═══ Verilen Metin ═══

Komünizm ise, insanların gıda, giyecek, barınma, eğitim, sağlık, kültür gibi olanaklara ulaşmasında eşitliğin olduğu bir dünya toplumudur. Zira komünist toplumda toplumsal ilişkiler, sınıfların, sömürünün ve özel mülkiyetin olmadığı bir temel üzerine kuruludur. Komünizmde üretim araçları ve toprak üzerindeki özel mülkiyet ortadan kaldırılmaz, toplumsallaştırılır.

Komünizm, bir dünya toplumu olarak insanların tıpkı bugün aile içi yaşamda olduğu gibi, birbirlerinin ihtiyaçlarını karşılıksız karşılayacağı, dayanışma ve paylaşımcılık üzerine kurulu bir insanlık ailesidir. Komünizm, insanların dünyada kendi evinde hissedeceği bir toplumdur. Günümüzde ürünlerde bolluk olduğundan (gelecekte artan dünya nüfusuna yetecek besin, eşitsizliklerin kaldırılmasıyla ve israfın önlenmesi gibi tedbirlere ek olarak tarımsal biyoteknolojinin insanlık yararına kullanımıyla sağlanacaktır) ve komünizmde herkesin ihtiyaçlarına göre bölüşüm olacağından, adalet de gerçekleşir. Komünizmde insanların ihtiyaçları çeşitlidir ve bunlar karşılanır. Dolayısıyla komünizmde insanlar, servet sahibi değil ama zengindir.

Komünizmde bireyler yaratıcı güçlerini ve yeteneklerini kullanma ve kendilerini geliştirme imkânına sahiptir, çünkü toplumsal ihtiyaçları karşılamak için gereken çalışma süresi en aza iner ve insanlar iş bölümünün kısıtlamalarından kurtularak farklı iş ve yaratıcılık alanlarında çalışabilir durumdadır.

═══ Ham Veriler ═══

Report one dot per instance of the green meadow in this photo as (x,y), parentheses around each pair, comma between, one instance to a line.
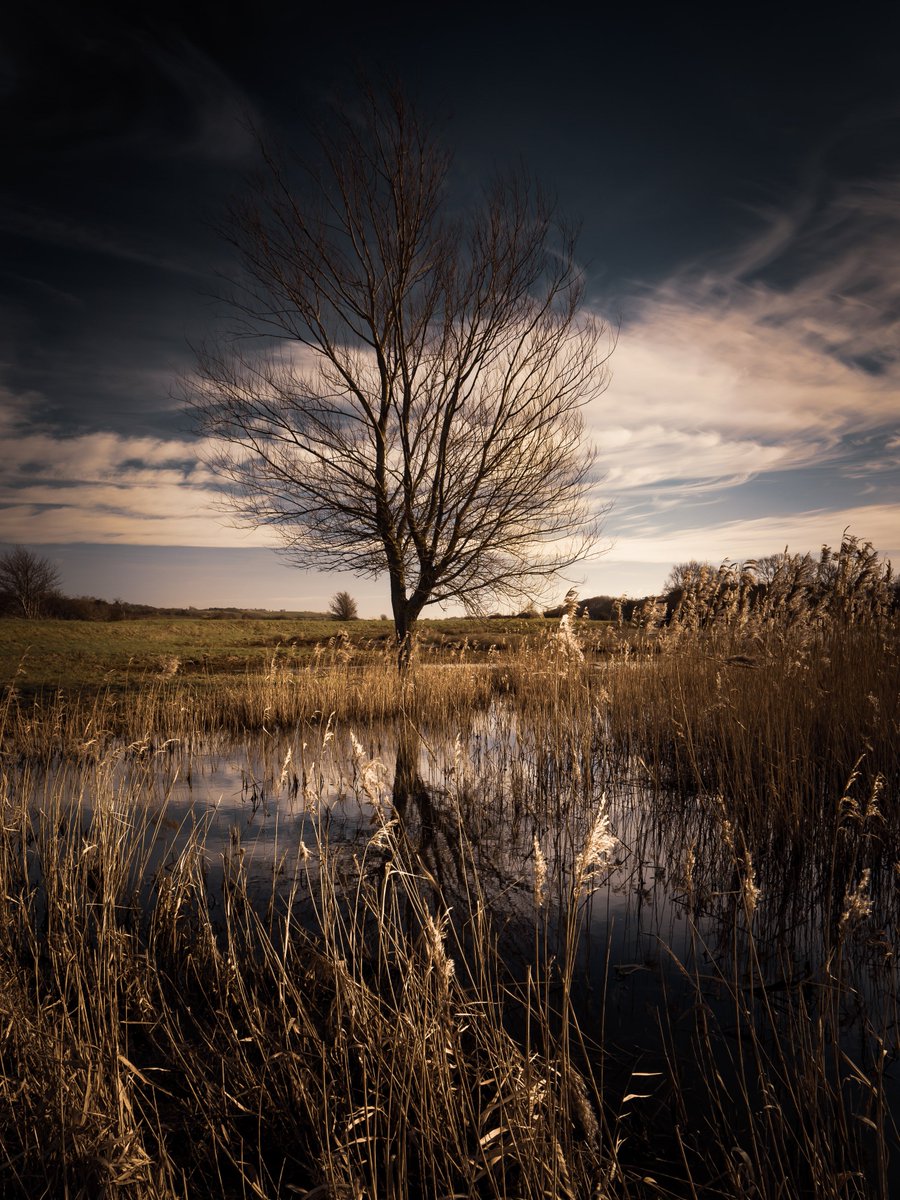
(571,910)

═══

* **İstenenler**
1. Komünizmi anlatan metinde, insanların ulaşmasında eşitlik bulunduğu belirtilen olanakları metindeki sırayla listeleyin.
2. Aşağıdaki ifadeler komünizmi anlatan metne uyuyor mu? Her biri için evet ya da hayır deyin ve kararı belirleyen sözleri metinden aynen aktarın.
(a) Komünizmde üretim araçları üzerindeki özel mülkiyet ortadan kaldırılır.
(b) Komünizmde insanlar servet sahibidir.
(c) Komünizmde toplumsal ihtiyaçları karşılamak için gereken çalışma süresi en aza iner.
3. Komünizmi anlatan metni son cümlesinden sonra sürdürün.

* **Görev Yanıtları**
1. Gıda, giyecek, barınma, eğitim, sağlık, kültür.

2.
(a) Hayır: "Komünizmde üretim araçları ve toprak üzerindeki özel mülkiyet ortadan kaldırılmaz, toplumsallaştırılır."
(b) Hayır: "Dolayısıyla komünizmde insanlar, servet sahibi değil ama zengindir."
(c) Evet: "toplumsal ihtiyaçları karşılamak için gereken çalışma süresi en aza iner"

3.
Kapitalizmde ekonomik yaşam, savurgan, irrasyonel ve gezegeni tahrip ediciyken, komünizmde toplumsal ve dolayısıyla bireysel fayda için düzenlenen ekonomi, rasyonel, planlı ve doğayla uyumludur.

"Hak, hiçbir zaman toplumun ekonomik yapısından ve onun koşulladığı kültürel gelişimden daha ileri olamaz."[1]

Marx bu cümlede ne anlatmaktadır? Marksistler haklara ve adalete nasıl bakarlar? Sosyalistler ahlaki/hukuksal kavramları ne şekilde kullanmalıdır? Bu konuda değinilerde bulunmak yararlı olacaktır.

Sömüren ve sömürülen sınıflara bölünmüş toplumların adaletsiz ve haksızlıklar içeren toplumlar olduğunu belirtmenin, tarihsel materyalist perspektifte (teoride) yeri yoktur. Bugünden bakıldığında bu ahlaki yargılamalar yapılabilir. Ancak bu yargılar, geçmiş toplumlardaki ilişkileri anlamak ve açıklamak açısından yararsız ve gereksizdir. Üstelik kafa karıştırıcı ve kavramayı engelleyici de olabilirler.

Toplumsal ilişkilerin farklı gelişim düzeylerinde, bu ilişkilerden türeyen haklar ve etik değerler oluşur; bunlar yaygın biçimde tanınır, benimsenir ve hukuki biçimlere kavuşur. Her toplumsal formasyonun içinde bulunduğu çağın üretim yapısına göre şekillenen egemen hakkaniyet kriterleri, hak tanımları, etik değerler ve hukuksal ifadelerle biçimlenen adalet anlayışı bulunur. Hak ve adalet kavramları, ahlaki ve aynı zamanda hukuksal kavramlardır.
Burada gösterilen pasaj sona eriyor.